→ Text provided:
Let’s start from the location: Sorrento and the Sorrentine Peninsula. On the slopes of Mount Vesuvius (the Fiorucci Art Trust likes to hang out under volcanos!), embraced by a line of 16th-century walls, while the coast, sheer above the sea, is studded with Saracen towers (both of them fortifications erected as a defence against invasions by the Turks), Sorrento was the birthplace of Torquato Tasso and gave Sophia Loren freedom of the town. Over the years it became a favourite destination of illustrious figures in European culture like Lord Byron, Keats, Goethe, Dickens, Wagner, Ibsen and Nietzsche.
Scent of citrus in a Mediterranean scrub verging on the tropical. Lemons (excellent for inebriating gin & tonics) and orange peel as aroma for typical local products. Worthy of mention (but without orange, although it is a dominant note in some of our home-made sausages) are Provolone del Monaco, Gragnano pasta, the dairy products of Agerola and the gastronomic paradise of those artisans of taste at Vico Equense.
Zoom in now on the place where we will be the guests of Giovanni Russo: the Hilton Palace Sorrento, surrounded by a garden of lemon trees, situated in front of the Gulf of Naples and overlooked by Vesuvius. Capri is visible in the distance. Fifty-five km from Naples airport and 5 minutes from the beach and the historic centre, equipped with one of the biggest conference centres in Italy, with meeting rooms, an auditorium and
various other facilities, the hotel also has some surprising swimming pools (don’t forget the bathing costume!) and a scintillating fitness centre (don’t forget your sneakers either). Finally there is the Pagoda Bar, with a panoramic view of the coast.

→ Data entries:
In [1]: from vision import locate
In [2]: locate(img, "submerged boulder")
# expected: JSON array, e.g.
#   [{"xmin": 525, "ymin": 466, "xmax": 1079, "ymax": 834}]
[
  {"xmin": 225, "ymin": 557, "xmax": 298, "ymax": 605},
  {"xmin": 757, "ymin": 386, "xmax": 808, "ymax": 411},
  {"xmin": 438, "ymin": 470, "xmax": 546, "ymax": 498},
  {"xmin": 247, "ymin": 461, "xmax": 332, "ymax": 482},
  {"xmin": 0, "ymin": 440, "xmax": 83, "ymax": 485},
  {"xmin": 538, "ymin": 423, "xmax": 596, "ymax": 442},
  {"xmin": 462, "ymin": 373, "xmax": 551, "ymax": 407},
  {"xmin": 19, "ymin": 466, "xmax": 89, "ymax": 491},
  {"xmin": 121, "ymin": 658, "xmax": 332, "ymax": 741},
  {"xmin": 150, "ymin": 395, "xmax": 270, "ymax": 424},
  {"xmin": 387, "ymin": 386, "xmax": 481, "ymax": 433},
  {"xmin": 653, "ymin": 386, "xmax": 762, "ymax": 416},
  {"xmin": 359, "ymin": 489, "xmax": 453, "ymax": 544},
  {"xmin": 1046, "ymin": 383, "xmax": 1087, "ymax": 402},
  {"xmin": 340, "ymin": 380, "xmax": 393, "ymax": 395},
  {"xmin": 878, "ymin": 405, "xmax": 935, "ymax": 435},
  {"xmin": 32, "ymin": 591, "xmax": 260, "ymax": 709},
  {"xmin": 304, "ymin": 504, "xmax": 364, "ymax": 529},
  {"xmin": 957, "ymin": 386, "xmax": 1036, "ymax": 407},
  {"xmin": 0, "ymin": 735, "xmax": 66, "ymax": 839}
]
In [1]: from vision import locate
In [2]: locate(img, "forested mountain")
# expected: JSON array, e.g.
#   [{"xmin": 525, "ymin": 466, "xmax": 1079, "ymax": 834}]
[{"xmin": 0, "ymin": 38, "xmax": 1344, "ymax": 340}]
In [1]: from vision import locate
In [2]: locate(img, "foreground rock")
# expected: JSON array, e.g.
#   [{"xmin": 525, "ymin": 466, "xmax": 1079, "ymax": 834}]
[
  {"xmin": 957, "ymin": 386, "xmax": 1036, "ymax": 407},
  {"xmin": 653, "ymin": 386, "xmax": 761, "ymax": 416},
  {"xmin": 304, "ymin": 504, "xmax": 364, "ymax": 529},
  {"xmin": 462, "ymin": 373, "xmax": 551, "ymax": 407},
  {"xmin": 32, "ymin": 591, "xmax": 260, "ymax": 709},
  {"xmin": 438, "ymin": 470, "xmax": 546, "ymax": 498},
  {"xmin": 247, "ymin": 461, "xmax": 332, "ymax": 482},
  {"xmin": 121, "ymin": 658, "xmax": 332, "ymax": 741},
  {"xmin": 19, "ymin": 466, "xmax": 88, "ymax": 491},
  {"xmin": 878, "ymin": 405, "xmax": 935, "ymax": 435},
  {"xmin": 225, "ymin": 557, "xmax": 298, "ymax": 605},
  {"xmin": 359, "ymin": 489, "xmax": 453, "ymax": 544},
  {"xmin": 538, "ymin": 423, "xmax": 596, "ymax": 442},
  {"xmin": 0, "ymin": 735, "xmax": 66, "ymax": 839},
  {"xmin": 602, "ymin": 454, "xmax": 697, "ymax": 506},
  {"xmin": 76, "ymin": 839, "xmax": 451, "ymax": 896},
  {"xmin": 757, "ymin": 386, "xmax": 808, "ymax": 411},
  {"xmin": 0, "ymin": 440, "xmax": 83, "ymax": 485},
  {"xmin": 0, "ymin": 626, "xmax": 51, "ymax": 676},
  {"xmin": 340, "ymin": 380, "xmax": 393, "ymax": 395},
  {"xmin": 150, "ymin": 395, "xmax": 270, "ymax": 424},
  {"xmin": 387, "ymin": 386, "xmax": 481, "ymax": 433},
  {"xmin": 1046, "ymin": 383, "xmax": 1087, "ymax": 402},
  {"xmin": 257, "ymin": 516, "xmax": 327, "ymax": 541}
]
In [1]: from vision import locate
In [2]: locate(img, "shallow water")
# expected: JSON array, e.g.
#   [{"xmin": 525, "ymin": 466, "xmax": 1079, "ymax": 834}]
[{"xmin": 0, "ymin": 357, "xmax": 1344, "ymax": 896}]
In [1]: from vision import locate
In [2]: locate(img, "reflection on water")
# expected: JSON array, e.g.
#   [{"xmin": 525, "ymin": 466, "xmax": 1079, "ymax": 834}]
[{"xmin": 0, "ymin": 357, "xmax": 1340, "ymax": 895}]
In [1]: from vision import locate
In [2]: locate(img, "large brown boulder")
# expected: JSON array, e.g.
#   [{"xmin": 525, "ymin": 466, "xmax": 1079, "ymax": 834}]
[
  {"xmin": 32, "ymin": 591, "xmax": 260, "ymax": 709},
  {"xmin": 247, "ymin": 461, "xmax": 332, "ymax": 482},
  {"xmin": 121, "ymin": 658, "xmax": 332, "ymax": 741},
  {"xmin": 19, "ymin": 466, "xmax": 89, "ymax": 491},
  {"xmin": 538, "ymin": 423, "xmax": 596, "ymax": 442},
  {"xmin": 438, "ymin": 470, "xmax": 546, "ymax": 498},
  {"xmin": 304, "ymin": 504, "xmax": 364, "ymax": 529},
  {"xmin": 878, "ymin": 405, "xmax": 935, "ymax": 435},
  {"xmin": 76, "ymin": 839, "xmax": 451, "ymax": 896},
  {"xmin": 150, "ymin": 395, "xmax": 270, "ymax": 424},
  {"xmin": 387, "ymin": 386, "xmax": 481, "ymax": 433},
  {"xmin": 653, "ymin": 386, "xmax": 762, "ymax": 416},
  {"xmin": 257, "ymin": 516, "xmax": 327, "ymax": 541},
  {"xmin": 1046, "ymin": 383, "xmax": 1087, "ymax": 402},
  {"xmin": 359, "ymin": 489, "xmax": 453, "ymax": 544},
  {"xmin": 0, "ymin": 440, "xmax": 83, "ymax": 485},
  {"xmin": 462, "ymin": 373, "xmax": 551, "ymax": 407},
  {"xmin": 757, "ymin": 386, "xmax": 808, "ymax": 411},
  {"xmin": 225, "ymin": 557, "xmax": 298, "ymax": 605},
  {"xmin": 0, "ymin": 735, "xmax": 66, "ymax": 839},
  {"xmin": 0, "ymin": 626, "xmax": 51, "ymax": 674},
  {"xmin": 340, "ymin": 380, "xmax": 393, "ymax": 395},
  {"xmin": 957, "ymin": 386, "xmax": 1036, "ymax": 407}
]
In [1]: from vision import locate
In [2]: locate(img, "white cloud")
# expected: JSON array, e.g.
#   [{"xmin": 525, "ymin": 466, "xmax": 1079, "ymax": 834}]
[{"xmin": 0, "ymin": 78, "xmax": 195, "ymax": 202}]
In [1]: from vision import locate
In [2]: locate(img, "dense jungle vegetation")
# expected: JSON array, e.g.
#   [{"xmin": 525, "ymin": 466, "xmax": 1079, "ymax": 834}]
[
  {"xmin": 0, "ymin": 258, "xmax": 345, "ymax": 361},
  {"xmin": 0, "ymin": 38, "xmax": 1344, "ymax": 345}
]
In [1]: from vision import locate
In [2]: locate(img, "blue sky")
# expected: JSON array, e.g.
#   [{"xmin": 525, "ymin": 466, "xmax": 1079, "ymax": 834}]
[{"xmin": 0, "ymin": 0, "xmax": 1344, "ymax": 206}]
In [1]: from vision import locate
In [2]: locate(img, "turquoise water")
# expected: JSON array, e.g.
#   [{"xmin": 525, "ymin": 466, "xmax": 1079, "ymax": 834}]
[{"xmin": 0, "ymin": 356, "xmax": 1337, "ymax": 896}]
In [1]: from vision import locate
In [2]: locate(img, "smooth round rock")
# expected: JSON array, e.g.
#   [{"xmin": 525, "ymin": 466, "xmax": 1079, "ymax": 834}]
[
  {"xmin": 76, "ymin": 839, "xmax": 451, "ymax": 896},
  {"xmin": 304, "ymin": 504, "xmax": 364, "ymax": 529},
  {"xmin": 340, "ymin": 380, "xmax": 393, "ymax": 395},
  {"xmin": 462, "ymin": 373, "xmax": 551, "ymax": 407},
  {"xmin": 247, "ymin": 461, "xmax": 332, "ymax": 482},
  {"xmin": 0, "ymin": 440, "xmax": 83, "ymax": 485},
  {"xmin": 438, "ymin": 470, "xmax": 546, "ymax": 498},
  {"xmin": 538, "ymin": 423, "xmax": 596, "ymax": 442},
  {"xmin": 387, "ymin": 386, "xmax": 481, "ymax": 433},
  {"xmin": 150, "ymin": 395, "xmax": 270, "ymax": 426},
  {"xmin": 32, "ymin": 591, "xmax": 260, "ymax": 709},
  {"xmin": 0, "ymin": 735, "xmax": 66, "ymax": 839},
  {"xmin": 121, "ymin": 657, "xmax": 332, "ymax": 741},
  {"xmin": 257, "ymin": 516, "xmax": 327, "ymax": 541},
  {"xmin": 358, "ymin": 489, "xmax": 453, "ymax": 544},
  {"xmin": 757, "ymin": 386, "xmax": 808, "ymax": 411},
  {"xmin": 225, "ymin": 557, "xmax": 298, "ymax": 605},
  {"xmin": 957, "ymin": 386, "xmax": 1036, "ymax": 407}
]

→ Tasks to carry out:
1. Answer these questions about the text on Sorrento:
(a) Which writer was born in Sorrento?
(b) How far is the Hilton Palace Sorrento from Naples airport?
(c) What is the name of the hotel's bar with a panoramic view of the coast?
2. Count the lines in the entries that contain the string "water", and reply with the number only.

→ Solution set:
1.
(a) Torquato Tasso
(b) Fifty-five km
(c) The Pagoda Bar

2. 3